* Problem description *
Reproduce the listing below word for word, leaving out the pictures.
□ □ □ □ □ □ □
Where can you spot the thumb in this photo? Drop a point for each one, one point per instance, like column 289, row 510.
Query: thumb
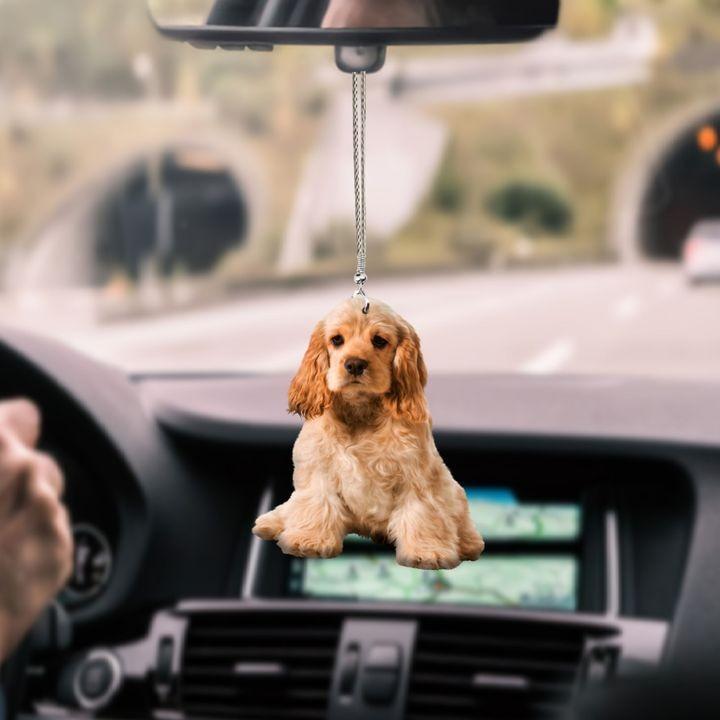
column 22, row 418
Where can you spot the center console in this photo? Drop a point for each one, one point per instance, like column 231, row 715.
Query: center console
column 578, row 583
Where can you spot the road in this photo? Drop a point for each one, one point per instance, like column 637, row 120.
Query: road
column 613, row 320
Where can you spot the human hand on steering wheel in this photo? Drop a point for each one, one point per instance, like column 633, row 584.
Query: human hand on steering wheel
column 35, row 535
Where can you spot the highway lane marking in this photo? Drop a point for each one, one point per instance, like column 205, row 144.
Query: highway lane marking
column 627, row 307
column 552, row 358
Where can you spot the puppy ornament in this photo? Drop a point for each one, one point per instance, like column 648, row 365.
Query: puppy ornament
column 365, row 460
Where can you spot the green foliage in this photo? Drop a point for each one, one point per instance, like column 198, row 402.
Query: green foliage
column 536, row 207
column 448, row 193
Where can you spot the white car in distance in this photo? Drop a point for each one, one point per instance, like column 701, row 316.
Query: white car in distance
column 701, row 252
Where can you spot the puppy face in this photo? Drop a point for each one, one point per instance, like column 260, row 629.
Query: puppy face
column 359, row 357
column 361, row 349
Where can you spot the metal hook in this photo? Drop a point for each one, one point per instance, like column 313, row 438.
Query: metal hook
column 360, row 292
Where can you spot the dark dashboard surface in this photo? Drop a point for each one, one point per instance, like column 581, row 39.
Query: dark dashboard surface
column 179, row 467
column 630, row 409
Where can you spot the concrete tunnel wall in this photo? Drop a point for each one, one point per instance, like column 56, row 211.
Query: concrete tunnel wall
column 668, row 184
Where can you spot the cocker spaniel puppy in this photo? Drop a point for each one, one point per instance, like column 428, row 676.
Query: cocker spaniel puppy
column 365, row 460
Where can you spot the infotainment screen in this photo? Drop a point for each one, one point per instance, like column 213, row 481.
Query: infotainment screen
column 514, row 571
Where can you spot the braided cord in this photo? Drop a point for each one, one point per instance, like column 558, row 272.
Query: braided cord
column 359, row 99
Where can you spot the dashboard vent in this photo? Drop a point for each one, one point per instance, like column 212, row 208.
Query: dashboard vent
column 493, row 670
column 264, row 666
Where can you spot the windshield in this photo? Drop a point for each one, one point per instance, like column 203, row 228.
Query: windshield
column 165, row 209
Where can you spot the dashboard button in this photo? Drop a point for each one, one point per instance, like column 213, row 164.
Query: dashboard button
column 95, row 679
column 92, row 564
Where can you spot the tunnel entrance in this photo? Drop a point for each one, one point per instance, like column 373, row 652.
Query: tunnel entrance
column 180, row 209
column 684, row 189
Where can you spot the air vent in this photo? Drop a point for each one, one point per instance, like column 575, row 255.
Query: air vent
column 493, row 670
column 259, row 666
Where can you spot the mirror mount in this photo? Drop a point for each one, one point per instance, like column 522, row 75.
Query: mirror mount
column 359, row 58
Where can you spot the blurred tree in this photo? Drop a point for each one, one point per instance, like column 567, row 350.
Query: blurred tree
column 80, row 48
column 536, row 207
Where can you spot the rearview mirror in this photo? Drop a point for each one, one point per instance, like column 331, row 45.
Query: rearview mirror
column 261, row 24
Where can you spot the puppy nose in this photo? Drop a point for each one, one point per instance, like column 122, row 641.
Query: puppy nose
column 356, row 366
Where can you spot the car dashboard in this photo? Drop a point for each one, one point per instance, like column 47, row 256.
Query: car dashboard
column 599, row 500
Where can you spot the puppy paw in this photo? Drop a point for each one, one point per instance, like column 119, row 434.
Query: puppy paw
column 303, row 544
column 471, row 550
column 268, row 526
column 427, row 559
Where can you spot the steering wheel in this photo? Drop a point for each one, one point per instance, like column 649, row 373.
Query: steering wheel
column 13, row 678
column 52, row 632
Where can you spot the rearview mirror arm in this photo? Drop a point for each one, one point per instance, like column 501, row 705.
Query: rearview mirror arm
column 352, row 59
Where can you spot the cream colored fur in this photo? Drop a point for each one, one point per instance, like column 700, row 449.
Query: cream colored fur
column 365, row 460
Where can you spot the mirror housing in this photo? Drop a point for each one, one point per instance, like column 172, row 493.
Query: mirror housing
column 261, row 24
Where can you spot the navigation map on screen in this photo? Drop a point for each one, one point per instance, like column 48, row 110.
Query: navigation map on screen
column 519, row 580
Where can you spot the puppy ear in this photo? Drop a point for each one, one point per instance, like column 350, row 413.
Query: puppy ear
column 309, row 395
column 406, row 399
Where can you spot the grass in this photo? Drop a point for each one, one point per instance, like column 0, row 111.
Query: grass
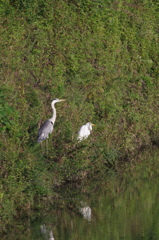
column 103, row 59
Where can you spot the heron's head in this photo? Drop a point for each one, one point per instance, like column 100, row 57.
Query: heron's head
column 55, row 100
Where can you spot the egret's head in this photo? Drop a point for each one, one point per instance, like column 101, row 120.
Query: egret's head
column 89, row 125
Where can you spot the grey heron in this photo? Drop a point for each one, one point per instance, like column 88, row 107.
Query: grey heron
column 48, row 126
column 85, row 131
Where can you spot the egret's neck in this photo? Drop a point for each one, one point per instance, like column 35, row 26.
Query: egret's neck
column 53, row 118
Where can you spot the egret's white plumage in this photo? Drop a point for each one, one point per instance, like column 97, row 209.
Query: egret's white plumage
column 85, row 131
column 48, row 126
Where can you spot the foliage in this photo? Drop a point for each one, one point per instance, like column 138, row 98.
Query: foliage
column 102, row 57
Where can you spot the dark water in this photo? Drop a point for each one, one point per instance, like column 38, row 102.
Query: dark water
column 123, row 206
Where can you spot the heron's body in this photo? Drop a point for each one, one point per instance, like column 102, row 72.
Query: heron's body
column 85, row 131
column 48, row 126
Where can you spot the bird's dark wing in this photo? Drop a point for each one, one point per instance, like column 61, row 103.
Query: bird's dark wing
column 44, row 131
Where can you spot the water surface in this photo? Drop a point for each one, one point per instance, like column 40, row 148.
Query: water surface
column 121, row 206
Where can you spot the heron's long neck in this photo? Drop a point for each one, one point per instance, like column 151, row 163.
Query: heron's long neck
column 53, row 118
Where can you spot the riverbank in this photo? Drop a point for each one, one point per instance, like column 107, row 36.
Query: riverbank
column 103, row 59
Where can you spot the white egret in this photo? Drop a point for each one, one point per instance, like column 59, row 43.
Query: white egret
column 85, row 131
column 48, row 126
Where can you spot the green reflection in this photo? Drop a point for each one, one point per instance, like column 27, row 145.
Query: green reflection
column 124, row 206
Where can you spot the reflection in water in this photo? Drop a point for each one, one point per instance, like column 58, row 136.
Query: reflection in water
column 86, row 212
column 48, row 234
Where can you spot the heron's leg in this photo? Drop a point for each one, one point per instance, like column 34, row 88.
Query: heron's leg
column 47, row 147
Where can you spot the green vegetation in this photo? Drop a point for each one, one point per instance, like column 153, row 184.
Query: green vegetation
column 102, row 57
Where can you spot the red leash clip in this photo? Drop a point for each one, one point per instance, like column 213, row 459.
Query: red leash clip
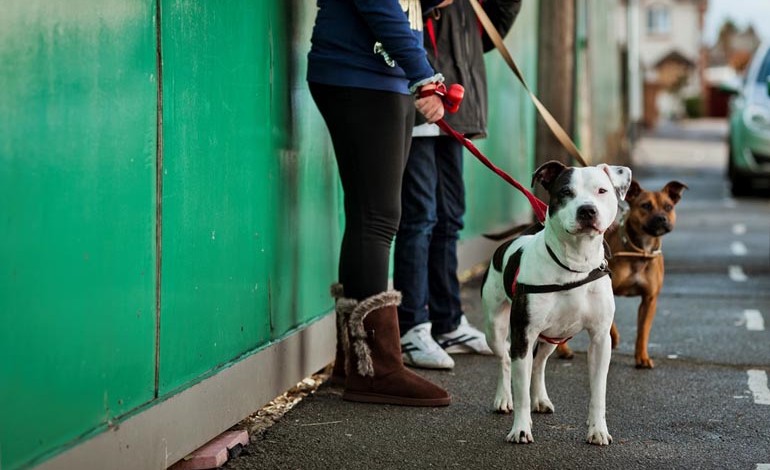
□ □ □ □ □ □ □
* Exercise solution *
Where can you spot the thumb in this photo? Drop a point for each one, one point per instance, like column 289, row 510.
Query: thumb
column 22, row 418
Where can you spot the center console in this photo? Drop a point for each one, one point per instance, like column 231, row 715.
Query: center console
column 578, row 583
Where can you spot the road in this photo? Drop a point for each one, one point per instance, like column 637, row 120.
Query: road
column 613, row 320
Where can you spot the human hand on steering wheel in this photo? Drop a point for each one, one point per instance, like column 633, row 584.
Query: human hand on steering wheel
column 35, row 535
Where can you spot the highway lane marking in this photo? Drop a point for each one, one point per instance, like column 205, row 144.
Query: highway lane marking
column 627, row 307
column 552, row 358
Where can you spot the puppy ornament in this photo? Drop a point for each one, one point per instance, like column 648, row 365.
Query: puppy ornament
column 365, row 460
Where can you spot the green foliage in this photo? Drop a point for each one, one point per instance, like column 198, row 402.
Query: green foliage
column 536, row 207
column 448, row 193
Where can you spot the white car in distance in this photo? Drop a point for each one, one point per instance, like column 701, row 316.
Query: white car in distance
column 701, row 252
Where can you spot the puppy face in this photo? Drop a point for each one, one point per instance, like column 260, row 629.
Query: puppy face
column 359, row 357
column 361, row 349
Where can you spot the metal hook in this photo? Drop a point for each one, one point per instance, like column 313, row 438.
Query: metal hook
column 360, row 292
Where can you spot the dark dashboard surface in this photo? Drop a point for each one, one point per instance, like column 581, row 39.
Query: dark dashboard surface
column 179, row 467
column 630, row 409
Where can you spot the concrete tunnel wall in this photo? Drop a point for each one, one point per instance, like column 56, row 211.
Query: concrete tunnel wall
column 668, row 184
Where can you spot the cocker spaniel puppy in this photo? Drop a point for each one, one point per instance, like column 428, row 676.
Query: cocker spaniel puppy
column 365, row 460
Where can you spot the infotainment screen in this photo? Drop a point for each one, one point per instance, like column 213, row 481.
Query: infotainment screen
column 514, row 571
Where can you spot the braided cord in this photo? Drop a point for each one, one point per instance, like column 558, row 272.
Query: braided cord
column 359, row 99
Where can you spot the dashboard vent in this photo? Drop a point for each one, one point per instance, like column 212, row 208.
Query: dashboard vent
column 493, row 670
column 264, row 666
Where can you spot the windshield in this photo? Drop a point for each one, one point per instance, like column 203, row 228.
Query: windshield
column 165, row 209
Where can you spot the dashboard button in this photo? Drop a point for each one, one point per instance, like column 213, row 164.
Query: dashboard button
column 95, row 679
column 92, row 564
Where can you spot the tunnel entrance in this photo? Drop a point for each one, one point per instance, like column 373, row 652.
Query: tunnel entrance
column 180, row 209
column 684, row 189
Where can you spot the air vent in this photo? Drop a point for each one, one point per instance, like column 575, row 255.
Query: air vent
column 493, row 670
column 259, row 666
Where can you spot the mirror mount in this photo? Drop a point for each one, one point per instance, like column 522, row 75.
Query: mirror mount
column 359, row 58
Where can you spot the blurred tree in this photo? Drop a point for each one, one point per instance, like column 567, row 350.
Query: blurred tree
column 80, row 48
column 536, row 207
Where can you spot the rearview mirror in this photo? Drop a point for each one, one point per instance, like column 331, row 45.
Query: rearview mirror
column 261, row 24
Where can you spot the puppy nose in this photo? Drop a point for each one, one point per instance, like column 122, row 641.
Query: puppy nose
column 356, row 366
Where can you spot the car dashboard in this photo? Drop a point for each one, one point per instance, like column 47, row 256.
Query: car dashboard
column 599, row 500
Where can you spot the puppy paw in this photo? Drop a point for each one, one point per instance, like column 119, row 434.
Query: puppy paw
column 303, row 544
column 471, row 550
column 268, row 526
column 427, row 559
Where can you spot the steering wheel in this photo? Drop a point for each one, one point per instance, like column 649, row 373.
Query: steering wheel
column 13, row 678
column 52, row 632
Where can you spot the rearview mirror arm in this photo? Drop a point for each one, one point per instance, like column 501, row 705.
Query: rearview mirror arm
column 352, row 59
Where can you spot the cream colored fur in this photo? Drop a point for each one, one point per instance, like column 700, row 449.
Query: cream colored fur
column 365, row 460
Where can you spot the mirror housing in this photo? Drop a point for each one, one point per instance, like column 172, row 493.
Query: mirror housing
column 261, row 24
Where can you spot the navigation map on screen in this photo? Drop a point for each one, one point per instance, like column 48, row 110.
Query: navigation map on screen
column 519, row 580
Where can you spot the puppy ear in this photo? Drop a point for each one, one point per instance, like column 350, row 413.
Query: puppy ear
column 309, row 395
column 406, row 399
Where can you spot the grass in this photo? Drop a point for each one, one point per instance, like column 0, row 111.
Query: grass
column 103, row 59
Where can you spot the heron's head in this photo? Drop a point for each one, one point per instance, like column 100, row 57.
Query: heron's head
column 55, row 100
Where can you spot the egret's head in this photo? Drop a point for each one, one point per instance, like column 101, row 120.
Query: egret's head
column 89, row 125
Where can you spot the grey heron in this photo? Drop a point for each one, one point per instance, like column 88, row 107.
Query: grey heron
column 48, row 126
column 85, row 131
Where can you spot the egret's neck in this photo? Drop a point for each one, one point per instance, like column 35, row 26.
Query: egret's neck
column 53, row 118
Where can you spot the egret's white plumage in this photo? Drop a point for each one, one point per instance, like column 97, row 209.
Query: egret's white plumage
column 85, row 131
column 48, row 126
Where can you spot the foliage in this photo? Drop a point for each one, one point per instance, like column 138, row 98.
Query: foliage
column 102, row 57
Where can you spot the dark water in this photo? Drop a point for each one, one point per instance, like column 38, row 102.
Query: dark water
column 123, row 206
Where can you spot the heron's body in this photo? Drop a point for each one, one point per instance, like column 102, row 72.
Query: heron's body
column 85, row 131
column 48, row 126
Where can you spot the bird's dark wing in this photo? Drop a point for each one, one point per instance, like column 61, row 103.
Query: bird's dark wing
column 44, row 131
Where can you spot the water surface in this photo? Drop a point for each one, one point per instance, like column 40, row 148.
Query: water surface
column 121, row 206
Where can you spot the heron's long neck in this photo? Drop a point for each one, one point per instance, like column 151, row 163.
Query: heron's long neck
column 53, row 118
Where can you spot the riverbank in this photo? Drop a point for each one, one point per instance, like column 107, row 36.
Query: riverbank
column 103, row 59
Where can you spot the white egret in this photo? Drop a point for each one, one point per instance, like column 59, row 43.
Query: white egret
column 85, row 131
column 48, row 126
Where can you spot the green reflection in this photo? Drop a point for each one, one point per instance, like column 27, row 145.
Query: green reflection
column 124, row 206
Where can you spot the reflection in water in this photo? Drop a point for each one, one point per instance, like column 58, row 136.
Query: reflection in water
column 86, row 212
column 48, row 234
Where can you spot the heron's leg in this photo? Drop a point for each one, one point per instance, like column 34, row 88.
Query: heron's leg
column 47, row 147
Where can you spot the green vegetation in this photo? Drop a point for each one, one point per instance, like column 153, row 184.
Query: green vegetation
column 102, row 57
Where can you spot the red leash clip in this photo? Drop a point for each one, one point per instance, like column 213, row 459.
Query: red leash clip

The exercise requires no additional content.